:: EXTRACTED ENTRIES
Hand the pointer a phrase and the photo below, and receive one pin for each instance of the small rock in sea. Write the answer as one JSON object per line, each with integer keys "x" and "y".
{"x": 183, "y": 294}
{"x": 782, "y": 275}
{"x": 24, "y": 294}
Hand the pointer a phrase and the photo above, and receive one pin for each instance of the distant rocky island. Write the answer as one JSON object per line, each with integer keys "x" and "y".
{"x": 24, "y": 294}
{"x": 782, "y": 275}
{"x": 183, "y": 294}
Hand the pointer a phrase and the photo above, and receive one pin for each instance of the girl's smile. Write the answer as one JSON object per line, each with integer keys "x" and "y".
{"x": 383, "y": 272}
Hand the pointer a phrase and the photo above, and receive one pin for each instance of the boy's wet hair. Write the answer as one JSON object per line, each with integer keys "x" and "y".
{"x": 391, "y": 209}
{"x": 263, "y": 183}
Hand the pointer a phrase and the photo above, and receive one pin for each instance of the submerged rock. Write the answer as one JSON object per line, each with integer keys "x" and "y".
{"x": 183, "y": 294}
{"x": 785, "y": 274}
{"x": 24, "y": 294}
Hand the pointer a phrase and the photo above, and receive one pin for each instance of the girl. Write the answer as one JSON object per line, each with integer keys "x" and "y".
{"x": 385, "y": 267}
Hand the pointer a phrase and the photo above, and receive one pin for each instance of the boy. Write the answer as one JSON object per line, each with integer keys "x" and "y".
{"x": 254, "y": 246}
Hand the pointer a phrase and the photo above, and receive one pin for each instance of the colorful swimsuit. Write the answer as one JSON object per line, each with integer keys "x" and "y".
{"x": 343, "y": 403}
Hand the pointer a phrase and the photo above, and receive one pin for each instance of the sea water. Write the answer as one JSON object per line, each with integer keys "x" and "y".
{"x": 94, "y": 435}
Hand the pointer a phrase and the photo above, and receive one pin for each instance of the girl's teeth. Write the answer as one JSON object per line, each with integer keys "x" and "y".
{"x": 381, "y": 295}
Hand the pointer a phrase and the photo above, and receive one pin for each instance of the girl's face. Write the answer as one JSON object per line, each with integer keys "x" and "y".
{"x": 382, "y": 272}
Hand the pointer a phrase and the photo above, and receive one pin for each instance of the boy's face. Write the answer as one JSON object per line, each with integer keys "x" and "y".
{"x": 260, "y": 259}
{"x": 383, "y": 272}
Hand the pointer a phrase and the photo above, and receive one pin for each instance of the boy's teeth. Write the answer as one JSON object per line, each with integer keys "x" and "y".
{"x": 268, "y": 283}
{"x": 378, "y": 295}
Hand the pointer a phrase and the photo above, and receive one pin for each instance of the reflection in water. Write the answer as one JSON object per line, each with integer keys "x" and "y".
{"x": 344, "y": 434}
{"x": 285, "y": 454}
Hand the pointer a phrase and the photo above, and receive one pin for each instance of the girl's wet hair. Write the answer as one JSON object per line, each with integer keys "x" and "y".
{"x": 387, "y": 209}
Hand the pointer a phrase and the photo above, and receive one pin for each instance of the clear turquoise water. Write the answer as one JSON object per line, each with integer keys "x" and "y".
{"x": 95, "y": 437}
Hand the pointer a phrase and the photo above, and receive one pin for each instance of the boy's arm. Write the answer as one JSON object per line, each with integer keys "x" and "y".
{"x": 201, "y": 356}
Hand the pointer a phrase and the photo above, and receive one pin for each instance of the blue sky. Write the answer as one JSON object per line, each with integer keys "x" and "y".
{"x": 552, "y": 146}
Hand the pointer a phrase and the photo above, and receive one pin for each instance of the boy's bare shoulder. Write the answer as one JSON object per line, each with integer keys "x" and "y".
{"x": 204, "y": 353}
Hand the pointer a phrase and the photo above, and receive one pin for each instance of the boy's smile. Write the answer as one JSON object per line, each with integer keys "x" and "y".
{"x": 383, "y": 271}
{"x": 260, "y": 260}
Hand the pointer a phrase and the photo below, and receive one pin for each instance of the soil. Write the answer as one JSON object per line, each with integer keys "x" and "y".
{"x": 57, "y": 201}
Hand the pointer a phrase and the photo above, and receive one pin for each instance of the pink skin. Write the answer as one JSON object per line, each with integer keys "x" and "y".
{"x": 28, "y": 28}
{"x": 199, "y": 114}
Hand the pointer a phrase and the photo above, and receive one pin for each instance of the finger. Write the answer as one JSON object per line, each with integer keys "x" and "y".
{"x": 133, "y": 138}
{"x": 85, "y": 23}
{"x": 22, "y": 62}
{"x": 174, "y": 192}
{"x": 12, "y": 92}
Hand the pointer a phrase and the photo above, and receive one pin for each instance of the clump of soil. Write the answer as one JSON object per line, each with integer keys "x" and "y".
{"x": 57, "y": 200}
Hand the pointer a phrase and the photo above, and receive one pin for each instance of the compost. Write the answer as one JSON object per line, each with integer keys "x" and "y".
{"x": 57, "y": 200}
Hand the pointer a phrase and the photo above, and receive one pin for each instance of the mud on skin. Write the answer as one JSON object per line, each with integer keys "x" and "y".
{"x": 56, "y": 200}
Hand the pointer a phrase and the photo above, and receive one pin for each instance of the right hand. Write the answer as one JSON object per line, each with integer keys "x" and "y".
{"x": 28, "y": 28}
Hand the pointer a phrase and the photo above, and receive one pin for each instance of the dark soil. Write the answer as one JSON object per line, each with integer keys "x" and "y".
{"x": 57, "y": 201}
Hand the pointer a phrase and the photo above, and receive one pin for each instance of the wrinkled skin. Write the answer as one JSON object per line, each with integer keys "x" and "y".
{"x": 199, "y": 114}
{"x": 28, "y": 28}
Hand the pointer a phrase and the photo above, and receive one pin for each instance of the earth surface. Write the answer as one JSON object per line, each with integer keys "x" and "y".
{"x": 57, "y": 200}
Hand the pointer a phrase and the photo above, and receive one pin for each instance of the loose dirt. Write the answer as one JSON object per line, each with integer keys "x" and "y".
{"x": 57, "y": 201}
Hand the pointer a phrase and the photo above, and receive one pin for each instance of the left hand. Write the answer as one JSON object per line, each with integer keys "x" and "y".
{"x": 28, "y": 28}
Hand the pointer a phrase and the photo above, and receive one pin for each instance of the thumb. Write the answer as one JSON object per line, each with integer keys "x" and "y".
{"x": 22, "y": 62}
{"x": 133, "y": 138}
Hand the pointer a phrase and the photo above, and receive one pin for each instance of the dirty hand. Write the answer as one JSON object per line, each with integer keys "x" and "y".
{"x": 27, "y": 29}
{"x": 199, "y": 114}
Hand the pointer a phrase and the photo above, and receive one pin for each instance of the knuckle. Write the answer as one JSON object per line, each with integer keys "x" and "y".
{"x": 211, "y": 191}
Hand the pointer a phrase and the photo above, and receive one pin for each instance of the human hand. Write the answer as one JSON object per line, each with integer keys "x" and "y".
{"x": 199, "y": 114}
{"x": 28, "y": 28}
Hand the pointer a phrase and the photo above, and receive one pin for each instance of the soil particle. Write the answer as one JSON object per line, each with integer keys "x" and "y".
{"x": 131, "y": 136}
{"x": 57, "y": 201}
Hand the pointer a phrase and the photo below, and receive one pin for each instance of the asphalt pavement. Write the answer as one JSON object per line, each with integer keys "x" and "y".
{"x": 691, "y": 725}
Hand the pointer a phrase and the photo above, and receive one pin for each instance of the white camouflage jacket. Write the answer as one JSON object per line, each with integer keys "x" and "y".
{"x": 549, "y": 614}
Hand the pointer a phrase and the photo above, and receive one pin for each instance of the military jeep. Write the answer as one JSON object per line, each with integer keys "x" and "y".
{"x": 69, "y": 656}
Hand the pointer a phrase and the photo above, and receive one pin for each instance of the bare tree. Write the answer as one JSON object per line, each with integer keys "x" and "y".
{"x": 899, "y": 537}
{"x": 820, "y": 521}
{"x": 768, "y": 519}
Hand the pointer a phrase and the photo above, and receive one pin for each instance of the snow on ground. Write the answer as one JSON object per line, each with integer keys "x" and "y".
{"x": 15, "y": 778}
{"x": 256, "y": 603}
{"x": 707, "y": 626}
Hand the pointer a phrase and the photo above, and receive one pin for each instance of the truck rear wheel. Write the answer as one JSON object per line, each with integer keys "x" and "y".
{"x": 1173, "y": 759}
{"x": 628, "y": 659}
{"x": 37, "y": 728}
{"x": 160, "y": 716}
::::
TASK DIRECTIONS – Rewrite the listing from the line containing "of the bare" through the end, swapping "pointer" for "locator" and leaving everything else as it is.

WRITTEN REPLY –
Hand the locator a phrase and the photo above, and receive one pin for each instance of the bare tree. Write the answer as one JSON object per line, each with integer keys "x" and "y".
{"x": 899, "y": 537}
{"x": 820, "y": 521}
{"x": 768, "y": 519}
Hand the locator a phrase and the photo above, and receive one pin for each instance of the snow on ground. Write the answer as one JSON object per line, each with integer keys "x" and "y".
{"x": 15, "y": 778}
{"x": 256, "y": 603}
{"x": 707, "y": 626}
Hand the locator a phrase and the photo above, and receive one pin for each instance of the truck rear wheel. Write the answer as one JSON object per line, each with integer keys "x" and "y".
{"x": 1173, "y": 759}
{"x": 628, "y": 659}
{"x": 37, "y": 728}
{"x": 160, "y": 716}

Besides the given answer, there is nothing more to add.